Despite the high-profile attacks on Judge Jackson’s character, many of Biden’s judicial nominees have been confirmed with GOP votes. Notably, Senator Mitt Romney, a Utah Republican, voted for Justice Jackson’s confirmation. Republican Senators Susan Collins, Lindsey Graham, Roger Wicker, and Lisa Murkowski voted to confirm Méndez-Miró on Tuesday.
“This representation matters enormously. It’s how we bring balance and impartiality back to our courts. A diverse court is essential—essential—for Americans’ trust in an impartial judiciary and vital for the health of our democratic institutions,” said Schumer.
All three judges the Senate has confirmed so far in the current Congress—Méndez-Miró, Cindy Chung, and DeAndrea Benjamin—are women of color. Asked which of the hundred judicial confirmations have been most meaningful to him, personally, Schumer didn’t waffle: “I’m extremely proud of confirming Ketanji Brown Jackson. Prior to her, there had been 115 justices who had sat on the Supreme Court since 1789. Only five of them had ever been women. None until 1981. And only two had been African Americans. So Justice Jackson’s confirmation marked a historic milestone, long overdue in our country.”

◆ Tasks ◆
a) Condense the paragraph beginning "Despite the high-profile attacks" from the passage on judicial confirmations into a short bulleted list that keeps its main facts.
b) Continue the passage on judicial confirmations from its final sentence, keeping its subject and tone.
The data that follows has no connection to the passage on judicial confirmations.

◆ Source data ◆
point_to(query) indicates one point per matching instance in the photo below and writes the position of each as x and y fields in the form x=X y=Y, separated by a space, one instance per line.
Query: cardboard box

◆ Response list ◆
a)
- Despite high-profile attacks on Judge Jackson's character, many of Biden's judicial nominees have been confirmed with Republican votes.
- Senator Mitt Romney, a Utah Republican, voted to confirm Justice Jackson.
- Republican Senators Susan Collins, Lindsey Graham, Roger Wicker, and Lisa Murkowski voted on Tuesday to confirm Méndez-Miró.

b)
“And one last thing,” added Schumer. “We can’t forget about circuit court judgeships. They’re so important. The lion’s share of all federal cases are ultimately decided at the circuit court level, so filling these vacancies is essential. So we’ve made huge progress, but our work to reshape the face of the judiciary is just beginning.”